Copy out the rows below, putting "placing" in place of every "dropping" and changing nothing else.

━━━━━━━━━━━━━━━━━━━━

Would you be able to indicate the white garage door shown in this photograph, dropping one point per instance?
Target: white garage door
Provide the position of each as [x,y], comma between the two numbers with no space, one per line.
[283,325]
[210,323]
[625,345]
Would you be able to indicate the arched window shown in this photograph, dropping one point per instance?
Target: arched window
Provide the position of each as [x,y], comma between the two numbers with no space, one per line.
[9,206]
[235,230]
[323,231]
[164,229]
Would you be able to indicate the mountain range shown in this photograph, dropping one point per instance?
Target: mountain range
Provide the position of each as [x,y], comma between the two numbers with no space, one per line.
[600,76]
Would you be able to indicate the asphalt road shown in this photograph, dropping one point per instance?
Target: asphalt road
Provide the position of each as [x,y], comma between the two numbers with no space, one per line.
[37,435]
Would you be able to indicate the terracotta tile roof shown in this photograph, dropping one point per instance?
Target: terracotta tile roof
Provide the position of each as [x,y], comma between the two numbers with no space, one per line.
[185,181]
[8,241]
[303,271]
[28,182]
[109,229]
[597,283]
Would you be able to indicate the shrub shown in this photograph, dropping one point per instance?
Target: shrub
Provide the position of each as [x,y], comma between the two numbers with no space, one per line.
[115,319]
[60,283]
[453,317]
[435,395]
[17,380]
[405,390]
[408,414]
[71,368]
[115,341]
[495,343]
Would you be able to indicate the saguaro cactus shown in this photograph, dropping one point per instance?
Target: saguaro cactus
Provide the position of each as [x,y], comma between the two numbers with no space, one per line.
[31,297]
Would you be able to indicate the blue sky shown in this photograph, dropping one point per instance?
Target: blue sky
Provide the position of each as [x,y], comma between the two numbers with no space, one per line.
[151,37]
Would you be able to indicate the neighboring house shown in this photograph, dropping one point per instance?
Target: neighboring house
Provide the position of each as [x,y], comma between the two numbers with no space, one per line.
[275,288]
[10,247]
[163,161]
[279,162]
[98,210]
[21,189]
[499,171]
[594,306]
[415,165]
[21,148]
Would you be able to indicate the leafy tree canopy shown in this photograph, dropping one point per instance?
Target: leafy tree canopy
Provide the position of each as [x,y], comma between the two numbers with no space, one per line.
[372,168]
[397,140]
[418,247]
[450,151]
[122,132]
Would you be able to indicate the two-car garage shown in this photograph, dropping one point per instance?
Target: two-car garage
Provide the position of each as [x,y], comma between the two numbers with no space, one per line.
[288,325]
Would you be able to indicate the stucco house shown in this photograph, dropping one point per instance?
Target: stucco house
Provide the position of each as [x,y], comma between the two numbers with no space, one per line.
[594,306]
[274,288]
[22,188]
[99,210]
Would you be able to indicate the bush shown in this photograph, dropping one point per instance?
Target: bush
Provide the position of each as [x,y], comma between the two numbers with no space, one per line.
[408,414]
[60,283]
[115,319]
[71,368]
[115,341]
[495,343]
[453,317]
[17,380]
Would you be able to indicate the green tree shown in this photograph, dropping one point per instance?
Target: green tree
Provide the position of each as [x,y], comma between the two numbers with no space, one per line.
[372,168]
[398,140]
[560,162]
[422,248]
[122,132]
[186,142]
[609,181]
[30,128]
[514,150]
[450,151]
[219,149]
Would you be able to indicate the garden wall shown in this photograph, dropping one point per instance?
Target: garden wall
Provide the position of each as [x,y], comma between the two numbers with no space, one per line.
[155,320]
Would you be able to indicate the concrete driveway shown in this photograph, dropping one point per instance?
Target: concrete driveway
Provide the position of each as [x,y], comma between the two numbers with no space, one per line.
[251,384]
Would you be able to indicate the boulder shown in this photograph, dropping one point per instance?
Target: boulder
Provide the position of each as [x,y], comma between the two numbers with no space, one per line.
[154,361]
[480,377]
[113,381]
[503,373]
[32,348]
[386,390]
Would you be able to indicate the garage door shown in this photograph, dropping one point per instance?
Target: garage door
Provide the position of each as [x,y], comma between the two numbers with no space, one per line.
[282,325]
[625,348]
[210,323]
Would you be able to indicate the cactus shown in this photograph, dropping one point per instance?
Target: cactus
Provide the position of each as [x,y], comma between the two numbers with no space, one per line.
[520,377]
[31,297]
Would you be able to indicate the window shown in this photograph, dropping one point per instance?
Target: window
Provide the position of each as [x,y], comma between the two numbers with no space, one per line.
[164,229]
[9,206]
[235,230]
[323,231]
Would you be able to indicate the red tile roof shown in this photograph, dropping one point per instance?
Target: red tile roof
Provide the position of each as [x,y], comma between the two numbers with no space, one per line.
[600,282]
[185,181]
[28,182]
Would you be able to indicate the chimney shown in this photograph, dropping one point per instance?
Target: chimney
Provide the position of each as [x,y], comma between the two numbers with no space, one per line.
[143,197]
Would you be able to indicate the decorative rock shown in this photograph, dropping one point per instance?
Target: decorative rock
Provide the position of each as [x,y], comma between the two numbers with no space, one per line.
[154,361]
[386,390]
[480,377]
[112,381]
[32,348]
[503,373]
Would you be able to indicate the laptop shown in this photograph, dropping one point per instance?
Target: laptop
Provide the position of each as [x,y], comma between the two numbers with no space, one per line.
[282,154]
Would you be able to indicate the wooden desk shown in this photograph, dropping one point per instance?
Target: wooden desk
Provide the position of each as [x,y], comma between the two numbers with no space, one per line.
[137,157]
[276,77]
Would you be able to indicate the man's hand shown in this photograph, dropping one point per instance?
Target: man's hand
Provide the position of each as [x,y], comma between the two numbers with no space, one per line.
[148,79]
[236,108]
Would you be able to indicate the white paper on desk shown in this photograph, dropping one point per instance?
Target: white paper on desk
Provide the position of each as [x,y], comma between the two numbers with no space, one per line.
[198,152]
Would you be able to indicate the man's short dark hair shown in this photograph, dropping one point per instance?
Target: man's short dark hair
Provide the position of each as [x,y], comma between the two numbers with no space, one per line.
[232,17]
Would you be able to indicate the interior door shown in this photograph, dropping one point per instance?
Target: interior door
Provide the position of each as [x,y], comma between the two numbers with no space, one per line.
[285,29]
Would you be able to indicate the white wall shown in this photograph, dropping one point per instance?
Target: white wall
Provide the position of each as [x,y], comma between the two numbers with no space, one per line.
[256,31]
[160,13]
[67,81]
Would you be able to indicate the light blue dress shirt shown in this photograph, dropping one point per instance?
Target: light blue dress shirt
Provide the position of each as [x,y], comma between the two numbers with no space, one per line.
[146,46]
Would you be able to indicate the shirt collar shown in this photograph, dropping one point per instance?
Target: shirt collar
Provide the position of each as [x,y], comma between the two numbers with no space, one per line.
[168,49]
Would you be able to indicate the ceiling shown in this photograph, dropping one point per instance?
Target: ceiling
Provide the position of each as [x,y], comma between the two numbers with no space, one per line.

━━━━━━━━━━━━━━━━━━━━

• _WORKED ANSWER_:
Would you be able to indicate the white garage door shown in this photograph, placing one point per instance?
Target: white garage door
Provide the position of each as [x,y], comma between the two numbers with no space, one per line.
[283,325]
[210,323]
[625,345]
Would you be able to indicate the arched window shown in this photograph, placing one point per instance?
Target: arched window
Provide the position of each as [x,y], comma between the two numbers with no space, one per line.
[9,206]
[235,230]
[323,231]
[164,229]
Would you be able to indicate the mountain range shown in this photograph, placing one point per instance?
Target: mountain range
Provide the position of each as [x,y], comma between the two numbers with no space, one per line.
[600,76]
Would you be able to indicate the asphalt road shown in this photograph, placing one point per instance?
Target: asphalt road
Provide the position of each as [x,y], comma between the two numbers with no space, one per line.
[37,435]
Would you be able to indicate the terracotta tile roof shown in this photograph, placing one point per instance?
Target: terracotta tile roof
Provide the position of each as [x,y], comma between the two numbers with no space, one per line.
[185,181]
[8,241]
[303,271]
[28,182]
[109,229]
[597,283]
Would you be able to indicate the shrub shown in this photograph, placing one point per instance?
Target: shrub
Provide the position of each as [x,y], comma between the two numbers with no space, one per line.
[115,319]
[60,283]
[453,317]
[435,395]
[17,380]
[405,390]
[408,414]
[71,368]
[115,341]
[495,343]
Would you be able to indicate the saguaro cactus shown in this photograph, placing one point per instance?
Target: saguaro cactus
Provide the position of each as [x,y], comma between the two numbers with no space, one per line.
[31,297]
Would you be able to indicate the blue sky shown in this photograph, placing one point per instance?
Target: blue sky
Provide the position of each as [x,y], comma between the two numbers with no space, one per line.
[151,37]
Would you be able to indicate the neighboring house shown in this photograph, placing one point per instance?
Target: neighboring house
Provide the position of each as [x,y], comma between the two numbers with no space, one per line.
[275,288]
[10,247]
[163,161]
[279,162]
[98,210]
[21,189]
[499,171]
[594,306]
[415,165]
[21,148]
Would you be able to indicate the leafy tree canopy shown in this photograph, placing one point per instance?
Target: leafy tree canopy
Provide the position of each as [x,y], comma between the two numbers with no space, one per line.
[372,168]
[397,140]
[418,247]
[450,151]
[122,132]
Would you be able to indicate the two-car garage shown in this photograph, placing one point per instance?
Target: two-car garage
Provide the position of each as [x,y], comma between the two numbers with no space, one per line.
[288,325]
Would you be able to indicate the stucco house shown in this photograph, placing one point per instance?
Target: stucco house
Provide the position of each as [x,y], comma between the two numbers with no space, one per line.
[594,306]
[274,288]
[22,188]
[99,210]
Would you be able to indicate the bush shown in this photograph, placing one point per instance?
Target: bush
Provide the position of each as [x,y], comma between the two numbers with no space, one per line.
[408,414]
[60,283]
[115,319]
[71,368]
[115,341]
[495,343]
[453,317]
[17,380]
Would you be able to indicate the green tree shown in this photograph, placing one point per instance?
Target: green tree
Provide the position of each as [x,y], comma between the two numbers with no space, one per line.
[372,168]
[398,140]
[560,162]
[422,248]
[122,132]
[186,142]
[609,181]
[30,128]
[514,150]
[450,151]
[219,149]
Would you be able to indicate the garden wall shown in this photograph, placing one point per instance?
Target: garden wall
Provide the position of each as [x,y], comma between the two numbers with no space, one per line.
[155,320]
Would you be able to indicate the concrete driveway shown in this photograph, placing one point per instance?
Target: concrete driveway
Provide the position of each as [x,y], comma between the two numbers with no space, one per line.
[251,384]
Would you be able to indicate the boulder shown in this photograph, placing one point per instance?
Target: boulder
Provide the position of each as [x,y], comma between the two numbers with no space, one per line.
[154,361]
[480,377]
[113,381]
[503,373]
[32,348]
[386,390]
Would you be able to indicate the garage door shown in this photograph, placing one point per instance?
Target: garage door
Provide the position of each as [x,y], comma between the two numbers with no space, one per line.
[282,325]
[625,348]
[210,323]
Would you be able to indicate the cactus shown in this photograph, placing one point per instance?
Target: cactus
Provide the position of each as [x,y], comma between the two numbers with no space, one per line.
[520,377]
[31,297]
Would you be able to indicate the window shown in this photograph, placing one point per instance?
Target: window
Provide the position of each as [x,y], comma between the two numbers with no space, one per line.
[164,229]
[9,206]
[235,230]
[323,231]
Would you be able to indicate the red tile roof shown in this photograph, placing one point per instance?
Target: red tile roof
Provide the position of each as [x,y], comma between the two numbers with no space, one per line.
[600,282]
[185,181]
[28,182]
Would you be able to indicate the chimney shown in this photograph, placing one point per instance?
Target: chimney
Provide the position of each as [x,y], comma between the two numbers with no space, one per line.
[143,197]
Would you be able to indicate the decorative rock shown in this photograph, placing one point per instance?
Target: decorative rock
Provide the position of each as [x,y], comma between the two numbers with no space, one per line.
[154,361]
[386,390]
[480,377]
[112,381]
[32,348]
[503,373]
Would you be able to indicate the laptop shown in this photograph, placing one point per instance?
Target: laptop
Provide the position of each as [x,y], comma between the two numbers with no space, one per line.
[282,154]
Would you be able to indicate the wooden desk shown in this photograph, placing one point per instance?
Target: wooden desk
Provide the position of each as [x,y], comma between the two numbers with no space, one per line.
[137,157]
[276,77]
Would you be able to indicate the man's hand shown in this photograph, placing one point per instance?
Target: man's hand
Provide the position of each as [x,y], comma between the two numbers with no space, one per line.
[148,79]
[236,108]
Would you be able to indicate the white paper on desk shown in this photograph, placing one point per instance?
Target: white paper on desk
Provide the position of each as [x,y], comma between the two numbers with no space, one per line.
[198,152]
Would you be able to indicate the man's short dark hair shown in this photograph, placing one point per instance?
Target: man's short dark hair
Provide the position of each as [x,y], comma between the two numbers with no space, one per line.
[232,17]
Would you be able to indicate the interior door shown in this photograph, placing one point per instance?
Target: interior door
Provide the position of each as [x,y], comma between the two numbers with no space, one per line.
[285,29]
Would you be able to indicate the white wall shown in this photograph, placing one point per instance?
Target: white wall
Provide the position of each as [x,y], comma between the two numbers with no space, one per line.
[256,31]
[160,13]
[67,81]
Would you be able to indicate the light blue dress shirt shown in this photograph, placing one point per instance?
Target: light blue dress shirt
Provide the position of each as [x,y], comma between the two numbers with no space, one per line.
[146,46]
Would you be able to indicate the shirt collar shown in this photograph, placing one point per instance?
Target: shirt collar
Provide the position of each as [x,y], comma between the two numbers with no space, one per line.
[168,49]
Would you be able to indicate the ceiling shown in this photograph, placing one point per instance?
Target: ceiling
Provide the position of each as [x,y], comma between the two numbers with no space, one per line.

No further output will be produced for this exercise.